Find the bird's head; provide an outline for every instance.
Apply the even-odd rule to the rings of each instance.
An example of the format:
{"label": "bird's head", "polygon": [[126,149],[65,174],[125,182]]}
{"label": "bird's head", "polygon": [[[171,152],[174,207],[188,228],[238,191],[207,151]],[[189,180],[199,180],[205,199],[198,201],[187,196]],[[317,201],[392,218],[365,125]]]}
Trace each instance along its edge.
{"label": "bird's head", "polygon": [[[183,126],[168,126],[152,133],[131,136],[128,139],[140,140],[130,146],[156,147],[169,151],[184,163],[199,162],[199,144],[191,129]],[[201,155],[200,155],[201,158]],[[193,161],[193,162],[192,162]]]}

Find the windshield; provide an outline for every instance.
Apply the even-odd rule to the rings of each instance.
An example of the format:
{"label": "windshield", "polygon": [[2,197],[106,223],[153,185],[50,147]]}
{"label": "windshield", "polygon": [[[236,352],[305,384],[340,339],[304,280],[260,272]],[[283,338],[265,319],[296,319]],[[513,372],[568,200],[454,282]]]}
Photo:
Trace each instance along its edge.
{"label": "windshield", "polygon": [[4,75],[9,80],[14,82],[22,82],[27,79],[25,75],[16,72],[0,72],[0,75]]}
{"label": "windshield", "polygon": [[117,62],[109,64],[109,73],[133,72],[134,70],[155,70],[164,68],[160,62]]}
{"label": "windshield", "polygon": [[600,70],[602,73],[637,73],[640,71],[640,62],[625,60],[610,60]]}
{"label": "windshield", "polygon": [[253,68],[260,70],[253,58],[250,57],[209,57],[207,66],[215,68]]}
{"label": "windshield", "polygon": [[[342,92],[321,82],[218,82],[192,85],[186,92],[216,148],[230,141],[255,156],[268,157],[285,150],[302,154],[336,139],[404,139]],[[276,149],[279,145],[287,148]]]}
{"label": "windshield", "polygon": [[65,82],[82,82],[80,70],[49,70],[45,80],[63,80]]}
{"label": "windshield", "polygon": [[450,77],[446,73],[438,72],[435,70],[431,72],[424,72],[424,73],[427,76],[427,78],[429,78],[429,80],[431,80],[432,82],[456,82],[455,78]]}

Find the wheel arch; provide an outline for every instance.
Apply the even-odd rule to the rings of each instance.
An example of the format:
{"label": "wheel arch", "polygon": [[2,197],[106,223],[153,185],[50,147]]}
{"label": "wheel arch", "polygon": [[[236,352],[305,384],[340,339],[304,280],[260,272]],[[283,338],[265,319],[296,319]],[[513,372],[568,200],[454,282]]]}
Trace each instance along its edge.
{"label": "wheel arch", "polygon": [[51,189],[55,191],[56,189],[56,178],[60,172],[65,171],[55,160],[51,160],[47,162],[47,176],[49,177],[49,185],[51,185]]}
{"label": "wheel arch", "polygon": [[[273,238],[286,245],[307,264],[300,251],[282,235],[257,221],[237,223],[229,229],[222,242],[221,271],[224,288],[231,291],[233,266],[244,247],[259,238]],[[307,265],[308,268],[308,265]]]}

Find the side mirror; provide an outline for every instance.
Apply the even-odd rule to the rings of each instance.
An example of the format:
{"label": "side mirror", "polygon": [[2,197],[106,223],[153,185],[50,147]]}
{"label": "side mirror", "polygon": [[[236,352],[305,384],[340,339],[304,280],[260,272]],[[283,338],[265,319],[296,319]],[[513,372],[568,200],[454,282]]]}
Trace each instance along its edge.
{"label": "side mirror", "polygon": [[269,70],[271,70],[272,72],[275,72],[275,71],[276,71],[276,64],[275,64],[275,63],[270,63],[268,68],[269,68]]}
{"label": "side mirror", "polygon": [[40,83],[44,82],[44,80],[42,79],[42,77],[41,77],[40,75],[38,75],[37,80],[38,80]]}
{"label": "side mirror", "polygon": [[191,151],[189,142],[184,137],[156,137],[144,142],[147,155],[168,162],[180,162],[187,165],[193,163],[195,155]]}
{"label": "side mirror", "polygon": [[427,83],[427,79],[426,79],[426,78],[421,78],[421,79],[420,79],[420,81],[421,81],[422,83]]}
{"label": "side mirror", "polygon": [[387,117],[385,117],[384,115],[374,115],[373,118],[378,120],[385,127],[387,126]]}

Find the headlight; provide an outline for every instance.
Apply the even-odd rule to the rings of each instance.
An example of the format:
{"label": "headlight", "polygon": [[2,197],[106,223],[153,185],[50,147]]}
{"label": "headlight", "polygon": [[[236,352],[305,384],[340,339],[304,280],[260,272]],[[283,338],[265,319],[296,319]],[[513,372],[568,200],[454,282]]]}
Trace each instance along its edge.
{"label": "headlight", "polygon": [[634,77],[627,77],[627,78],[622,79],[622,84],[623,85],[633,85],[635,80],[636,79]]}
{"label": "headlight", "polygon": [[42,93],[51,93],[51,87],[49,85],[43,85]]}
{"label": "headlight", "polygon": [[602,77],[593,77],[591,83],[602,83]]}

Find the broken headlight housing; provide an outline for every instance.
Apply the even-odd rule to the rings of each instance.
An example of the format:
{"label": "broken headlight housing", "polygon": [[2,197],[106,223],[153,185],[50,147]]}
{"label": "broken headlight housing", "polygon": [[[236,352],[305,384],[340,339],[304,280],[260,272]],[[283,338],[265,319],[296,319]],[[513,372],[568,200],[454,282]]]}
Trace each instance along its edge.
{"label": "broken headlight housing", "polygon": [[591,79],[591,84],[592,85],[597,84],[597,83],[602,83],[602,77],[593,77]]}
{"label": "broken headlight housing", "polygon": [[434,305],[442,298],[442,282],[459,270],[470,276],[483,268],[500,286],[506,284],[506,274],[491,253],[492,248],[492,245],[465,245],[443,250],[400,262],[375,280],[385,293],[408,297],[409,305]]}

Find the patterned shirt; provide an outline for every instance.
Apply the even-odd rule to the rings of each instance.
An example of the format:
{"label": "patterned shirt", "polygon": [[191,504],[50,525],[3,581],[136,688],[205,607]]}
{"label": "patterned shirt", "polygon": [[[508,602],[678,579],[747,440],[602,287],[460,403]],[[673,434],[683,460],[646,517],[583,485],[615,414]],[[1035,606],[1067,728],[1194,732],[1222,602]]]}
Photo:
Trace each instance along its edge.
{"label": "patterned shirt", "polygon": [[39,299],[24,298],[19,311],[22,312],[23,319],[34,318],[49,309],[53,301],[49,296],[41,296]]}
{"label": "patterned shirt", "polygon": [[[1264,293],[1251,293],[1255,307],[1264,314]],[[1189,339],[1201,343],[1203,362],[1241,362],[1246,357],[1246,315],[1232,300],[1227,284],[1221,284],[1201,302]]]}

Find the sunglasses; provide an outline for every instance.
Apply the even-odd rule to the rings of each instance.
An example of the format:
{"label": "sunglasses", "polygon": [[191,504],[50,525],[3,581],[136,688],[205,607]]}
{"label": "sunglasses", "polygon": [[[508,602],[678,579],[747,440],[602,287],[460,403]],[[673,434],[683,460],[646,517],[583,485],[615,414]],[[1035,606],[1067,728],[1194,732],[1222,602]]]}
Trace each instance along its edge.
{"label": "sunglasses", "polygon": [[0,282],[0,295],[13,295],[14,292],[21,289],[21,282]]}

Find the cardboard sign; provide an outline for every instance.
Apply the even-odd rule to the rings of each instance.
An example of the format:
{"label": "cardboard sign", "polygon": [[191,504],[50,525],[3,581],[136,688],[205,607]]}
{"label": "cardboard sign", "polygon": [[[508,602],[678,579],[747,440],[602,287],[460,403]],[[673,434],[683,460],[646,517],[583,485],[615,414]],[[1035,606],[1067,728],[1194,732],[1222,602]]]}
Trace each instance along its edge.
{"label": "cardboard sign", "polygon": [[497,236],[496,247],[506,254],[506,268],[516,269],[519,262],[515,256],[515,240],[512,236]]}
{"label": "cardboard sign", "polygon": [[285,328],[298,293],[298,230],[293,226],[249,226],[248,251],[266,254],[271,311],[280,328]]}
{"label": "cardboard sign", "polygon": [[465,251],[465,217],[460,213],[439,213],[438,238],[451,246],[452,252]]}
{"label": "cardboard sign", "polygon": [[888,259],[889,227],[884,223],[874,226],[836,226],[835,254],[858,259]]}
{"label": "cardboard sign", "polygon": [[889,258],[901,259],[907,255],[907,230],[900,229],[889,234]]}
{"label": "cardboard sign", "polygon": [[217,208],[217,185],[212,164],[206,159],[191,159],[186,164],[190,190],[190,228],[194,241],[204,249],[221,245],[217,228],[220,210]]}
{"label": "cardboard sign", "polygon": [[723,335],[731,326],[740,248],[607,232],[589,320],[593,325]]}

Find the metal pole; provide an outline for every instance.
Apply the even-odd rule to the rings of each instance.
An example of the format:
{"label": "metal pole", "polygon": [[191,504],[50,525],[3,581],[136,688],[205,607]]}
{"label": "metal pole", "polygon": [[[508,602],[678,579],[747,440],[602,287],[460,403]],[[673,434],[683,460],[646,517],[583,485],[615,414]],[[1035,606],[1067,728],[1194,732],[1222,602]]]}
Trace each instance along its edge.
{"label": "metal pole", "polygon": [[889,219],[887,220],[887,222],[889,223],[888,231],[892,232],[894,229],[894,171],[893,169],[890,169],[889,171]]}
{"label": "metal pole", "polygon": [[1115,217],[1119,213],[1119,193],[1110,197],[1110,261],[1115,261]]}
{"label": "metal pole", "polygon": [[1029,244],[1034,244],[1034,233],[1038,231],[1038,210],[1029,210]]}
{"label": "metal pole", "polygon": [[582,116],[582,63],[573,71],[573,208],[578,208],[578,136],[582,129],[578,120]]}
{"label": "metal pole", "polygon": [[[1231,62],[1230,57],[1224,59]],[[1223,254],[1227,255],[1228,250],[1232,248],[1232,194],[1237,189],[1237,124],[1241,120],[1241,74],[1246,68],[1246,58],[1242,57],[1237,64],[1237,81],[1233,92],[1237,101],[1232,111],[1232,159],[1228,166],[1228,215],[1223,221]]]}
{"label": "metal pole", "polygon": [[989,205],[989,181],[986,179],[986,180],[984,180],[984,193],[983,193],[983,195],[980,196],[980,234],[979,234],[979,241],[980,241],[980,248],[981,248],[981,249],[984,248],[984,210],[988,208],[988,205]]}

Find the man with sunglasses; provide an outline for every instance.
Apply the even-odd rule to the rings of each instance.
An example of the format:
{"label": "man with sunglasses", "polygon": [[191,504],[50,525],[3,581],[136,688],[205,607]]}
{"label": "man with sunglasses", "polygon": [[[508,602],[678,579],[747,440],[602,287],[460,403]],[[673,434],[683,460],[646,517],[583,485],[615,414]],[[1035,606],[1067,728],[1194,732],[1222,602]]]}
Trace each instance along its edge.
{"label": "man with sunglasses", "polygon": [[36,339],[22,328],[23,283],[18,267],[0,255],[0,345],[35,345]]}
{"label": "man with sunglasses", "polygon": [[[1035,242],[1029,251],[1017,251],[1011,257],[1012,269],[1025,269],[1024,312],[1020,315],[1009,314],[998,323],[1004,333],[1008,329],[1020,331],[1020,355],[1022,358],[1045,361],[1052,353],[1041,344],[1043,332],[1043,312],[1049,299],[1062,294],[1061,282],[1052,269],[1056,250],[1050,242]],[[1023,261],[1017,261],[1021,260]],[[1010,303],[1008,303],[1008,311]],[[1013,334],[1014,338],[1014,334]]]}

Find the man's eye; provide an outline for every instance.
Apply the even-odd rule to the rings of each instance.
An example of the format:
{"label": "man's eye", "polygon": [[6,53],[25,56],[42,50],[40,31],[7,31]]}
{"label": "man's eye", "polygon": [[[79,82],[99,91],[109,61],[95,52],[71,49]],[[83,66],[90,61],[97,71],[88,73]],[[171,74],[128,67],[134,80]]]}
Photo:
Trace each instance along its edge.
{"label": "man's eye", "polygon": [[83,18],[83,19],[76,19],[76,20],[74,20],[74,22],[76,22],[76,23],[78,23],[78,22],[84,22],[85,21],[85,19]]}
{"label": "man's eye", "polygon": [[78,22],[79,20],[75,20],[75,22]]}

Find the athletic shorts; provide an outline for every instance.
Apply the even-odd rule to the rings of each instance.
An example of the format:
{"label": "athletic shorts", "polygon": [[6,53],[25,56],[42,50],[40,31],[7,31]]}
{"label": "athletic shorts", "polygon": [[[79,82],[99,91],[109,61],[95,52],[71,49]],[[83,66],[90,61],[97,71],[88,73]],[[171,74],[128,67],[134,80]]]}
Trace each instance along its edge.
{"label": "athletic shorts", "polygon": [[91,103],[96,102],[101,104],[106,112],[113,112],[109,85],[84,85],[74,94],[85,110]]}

» WHAT IS EXPECTED: In the records above, return precisely the line containing "Find the man's" and each line that comes after it, up to the final one.

» SOLUTION TO THIS PROBLEM:
Find the man's eye; provide an outline for every instance.
Apply the even-odd rule to the rings of each instance.
An example of the format:
{"label": "man's eye", "polygon": [[6,53],[25,56],[42,50],[40,31],[7,31]]}
{"label": "man's eye", "polygon": [[[79,82],[99,91],[109,61],[95,52],[71,49]],[[83,66],[90,61],[97,71],[88,73]],[[171,74],[128,67],[134,80]]]}
Photo:
Trace each instance along its edge.
{"label": "man's eye", "polygon": [[83,18],[83,19],[76,19],[76,20],[74,20],[74,22],[76,22],[76,23],[78,23],[78,22],[84,22],[85,21],[85,19]]}
{"label": "man's eye", "polygon": [[78,22],[79,20],[75,20],[75,22]]}

Find the athletic shorts; provide an outline for every instance.
Apply the even-odd rule to the rings of each instance.
An example of the format:
{"label": "athletic shorts", "polygon": [[6,53],[25,56],[42,50],[40,31],[7,31]]}
{"label": "athletic shorts", "polygon": [[[79,82],[99,91],[109,61],[95,52],[71,49]],[[83,66],[90,61],[97,71],[88,73]],[[171,74],[128,67],[134,80]]]}
Trace each instance along its edge.
{"label": "athletic shorts", "polygon": [[91,103],[96,102],[101,104],[106,112],[113,112],[109,85],[84,85],[74,94],[85,110]]}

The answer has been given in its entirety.